I rather enjoy memoirs and books about Silicon Valley on their own so when this book got selected for the All-Nonfiction group’s schedule I was pleased and I’m reading it the month before it actually comes up there.
Uncanny Valley: A Memoir By Anna Wiener – 2020 Read by Suehyla El-Attar: 8h 45m Rating: 8 / memoir
This book started slow with Anna’s background on the East Coast (New York) literary circles, but maybe that had to be there in order to understand Wiener and hr background as well as to capture the culture shock of the East/West coast differences. I don’t know. It picked up considerably after she has got settled in, met some people and explored a wee big of San Francisco where she is ensconced in the middle of the city.
After that the narrative turns to work practices, ethics and behaviors of the Silicon Valley start-ups. Wiener is a great writer – the tension built as she got new assignments, switched companies and made new friends. Who knew it would end up with Anna exploring her ethics and being unintentionally and maybe peripherally involved in the shadier side of social media.

## [Exercise task 1]
Substitute "upper-left corner" for "top-left corner" in the records, starting at the top of the records and stopping after the line with "Query: white baseball jersey with red piping". Return only those lines, with nothing else changed.
The review above and the records below were gathered from separate sources.

## [Records supplied]
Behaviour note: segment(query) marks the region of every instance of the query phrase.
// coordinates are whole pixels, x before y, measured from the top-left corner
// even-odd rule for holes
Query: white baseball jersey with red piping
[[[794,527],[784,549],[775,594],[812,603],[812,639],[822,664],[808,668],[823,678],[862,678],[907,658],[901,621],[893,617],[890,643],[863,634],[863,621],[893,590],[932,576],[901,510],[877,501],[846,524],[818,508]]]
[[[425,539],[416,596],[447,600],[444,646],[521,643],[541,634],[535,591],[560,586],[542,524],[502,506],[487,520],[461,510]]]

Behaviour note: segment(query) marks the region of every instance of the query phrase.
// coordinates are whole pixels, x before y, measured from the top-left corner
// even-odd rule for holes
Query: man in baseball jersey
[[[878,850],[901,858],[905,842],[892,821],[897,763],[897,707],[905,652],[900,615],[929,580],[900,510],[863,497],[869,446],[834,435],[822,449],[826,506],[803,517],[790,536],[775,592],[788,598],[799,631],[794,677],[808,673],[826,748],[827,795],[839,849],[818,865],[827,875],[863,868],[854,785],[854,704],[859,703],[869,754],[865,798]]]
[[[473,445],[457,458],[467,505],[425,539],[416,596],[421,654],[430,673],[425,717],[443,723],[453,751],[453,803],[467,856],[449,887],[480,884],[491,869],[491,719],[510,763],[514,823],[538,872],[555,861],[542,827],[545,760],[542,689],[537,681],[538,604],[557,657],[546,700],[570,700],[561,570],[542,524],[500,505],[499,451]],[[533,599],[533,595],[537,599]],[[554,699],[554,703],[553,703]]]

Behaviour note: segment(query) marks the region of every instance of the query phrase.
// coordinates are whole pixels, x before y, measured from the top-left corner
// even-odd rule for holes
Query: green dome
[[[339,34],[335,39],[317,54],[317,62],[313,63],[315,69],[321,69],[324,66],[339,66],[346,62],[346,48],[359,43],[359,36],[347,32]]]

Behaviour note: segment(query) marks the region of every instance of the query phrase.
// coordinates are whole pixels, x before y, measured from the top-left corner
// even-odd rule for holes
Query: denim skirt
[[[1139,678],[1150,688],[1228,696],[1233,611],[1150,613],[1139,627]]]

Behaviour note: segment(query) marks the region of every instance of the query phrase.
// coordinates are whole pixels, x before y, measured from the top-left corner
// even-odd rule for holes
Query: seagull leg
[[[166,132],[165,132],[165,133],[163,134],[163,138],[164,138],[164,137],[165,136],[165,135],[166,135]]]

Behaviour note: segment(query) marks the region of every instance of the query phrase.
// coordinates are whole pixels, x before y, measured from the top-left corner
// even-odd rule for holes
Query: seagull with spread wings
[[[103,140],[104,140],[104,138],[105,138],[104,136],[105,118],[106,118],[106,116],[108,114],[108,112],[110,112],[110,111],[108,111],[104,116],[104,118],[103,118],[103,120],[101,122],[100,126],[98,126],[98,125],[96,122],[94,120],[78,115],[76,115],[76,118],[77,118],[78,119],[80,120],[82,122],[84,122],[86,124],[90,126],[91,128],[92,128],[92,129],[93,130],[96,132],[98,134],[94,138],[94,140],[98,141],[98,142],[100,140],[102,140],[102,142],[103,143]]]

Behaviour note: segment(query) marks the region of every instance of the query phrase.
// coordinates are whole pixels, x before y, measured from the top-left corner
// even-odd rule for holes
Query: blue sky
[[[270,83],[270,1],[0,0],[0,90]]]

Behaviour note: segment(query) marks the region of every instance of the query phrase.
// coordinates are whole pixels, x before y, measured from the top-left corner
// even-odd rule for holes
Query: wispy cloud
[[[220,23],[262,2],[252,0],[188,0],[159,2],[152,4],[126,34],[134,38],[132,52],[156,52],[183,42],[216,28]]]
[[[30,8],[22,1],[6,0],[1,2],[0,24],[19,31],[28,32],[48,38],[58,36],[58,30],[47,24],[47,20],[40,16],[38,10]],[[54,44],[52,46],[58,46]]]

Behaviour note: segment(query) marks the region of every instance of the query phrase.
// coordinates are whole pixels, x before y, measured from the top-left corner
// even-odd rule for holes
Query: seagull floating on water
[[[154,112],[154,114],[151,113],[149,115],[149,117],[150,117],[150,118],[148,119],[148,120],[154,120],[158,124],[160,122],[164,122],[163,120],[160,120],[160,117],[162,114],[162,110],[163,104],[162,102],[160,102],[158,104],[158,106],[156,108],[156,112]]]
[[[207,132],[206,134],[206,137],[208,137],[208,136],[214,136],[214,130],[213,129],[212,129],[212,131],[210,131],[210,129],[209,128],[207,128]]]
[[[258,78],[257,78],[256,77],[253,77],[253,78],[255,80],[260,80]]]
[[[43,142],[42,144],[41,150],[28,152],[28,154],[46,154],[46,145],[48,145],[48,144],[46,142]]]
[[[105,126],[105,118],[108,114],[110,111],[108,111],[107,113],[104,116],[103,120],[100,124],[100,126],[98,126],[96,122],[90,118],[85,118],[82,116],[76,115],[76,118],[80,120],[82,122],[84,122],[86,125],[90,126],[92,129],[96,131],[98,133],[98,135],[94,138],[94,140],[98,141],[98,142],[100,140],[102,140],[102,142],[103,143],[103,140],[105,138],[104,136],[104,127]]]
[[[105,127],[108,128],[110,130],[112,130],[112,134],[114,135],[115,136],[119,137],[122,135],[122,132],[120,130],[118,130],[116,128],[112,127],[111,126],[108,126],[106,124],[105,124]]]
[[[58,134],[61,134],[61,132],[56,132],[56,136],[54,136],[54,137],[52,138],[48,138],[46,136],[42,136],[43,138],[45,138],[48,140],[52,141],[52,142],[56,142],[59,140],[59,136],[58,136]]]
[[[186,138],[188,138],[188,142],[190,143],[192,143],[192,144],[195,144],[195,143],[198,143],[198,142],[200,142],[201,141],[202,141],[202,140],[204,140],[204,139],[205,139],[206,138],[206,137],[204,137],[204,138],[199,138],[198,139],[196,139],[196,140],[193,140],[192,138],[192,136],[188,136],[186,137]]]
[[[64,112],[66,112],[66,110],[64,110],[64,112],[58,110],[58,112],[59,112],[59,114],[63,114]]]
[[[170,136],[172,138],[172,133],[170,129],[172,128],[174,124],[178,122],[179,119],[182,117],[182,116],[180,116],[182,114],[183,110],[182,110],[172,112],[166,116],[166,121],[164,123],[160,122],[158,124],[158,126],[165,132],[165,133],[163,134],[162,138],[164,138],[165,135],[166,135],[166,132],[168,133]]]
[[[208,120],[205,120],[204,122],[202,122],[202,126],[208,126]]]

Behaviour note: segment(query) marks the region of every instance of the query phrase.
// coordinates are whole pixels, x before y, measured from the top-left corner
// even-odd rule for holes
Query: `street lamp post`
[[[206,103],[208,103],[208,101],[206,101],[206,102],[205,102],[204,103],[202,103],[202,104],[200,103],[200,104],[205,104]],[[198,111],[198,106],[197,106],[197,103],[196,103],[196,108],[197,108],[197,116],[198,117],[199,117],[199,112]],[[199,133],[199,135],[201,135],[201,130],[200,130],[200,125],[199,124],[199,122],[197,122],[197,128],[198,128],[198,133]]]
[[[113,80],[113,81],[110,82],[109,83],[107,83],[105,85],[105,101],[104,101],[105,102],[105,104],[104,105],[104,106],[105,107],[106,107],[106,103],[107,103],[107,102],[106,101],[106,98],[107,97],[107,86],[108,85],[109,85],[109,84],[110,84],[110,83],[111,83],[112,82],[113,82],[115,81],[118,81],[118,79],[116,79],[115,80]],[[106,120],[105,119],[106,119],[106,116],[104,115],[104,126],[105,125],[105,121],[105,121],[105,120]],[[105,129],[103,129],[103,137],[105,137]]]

## [Exercise task 2]
Reproduce the passage of the book review word for word, starting at "I rather enjoy" and stopping after "of the city.".

## [Expected answer 1]
Behaviour note: segment(query) marks the region of every instance of the query phrase.
// coordinates are whole pixels, x before y, measured from the upper-left corner
// even-odd rule for holes
Query: white baseball jersey with red piping

## [Expected answer 2]
I rather enjoy memoirs and books about Silicon Valley on their own so when this book got selected for the All-Nonfiction group’s schedule I was pleased and I’m reading it the month before it actually comes up there.
Uncanny Valley: A Memoir By Anna Wiener – 2020 Read by Suehyla El-Attar: 8h 45m Rating: 8 / memoir
This book started slow with Anna’s background on the East Coast (New York) literary circles, but maybe that had to be there in order to understand Wiener and hr background as well as to capture the culture shock of the East/West coast differences. I don’t know. It picked up considerably after she has got settled in, met some people and explored a wee big of San Francisco where she is ensconced in the middle of the city.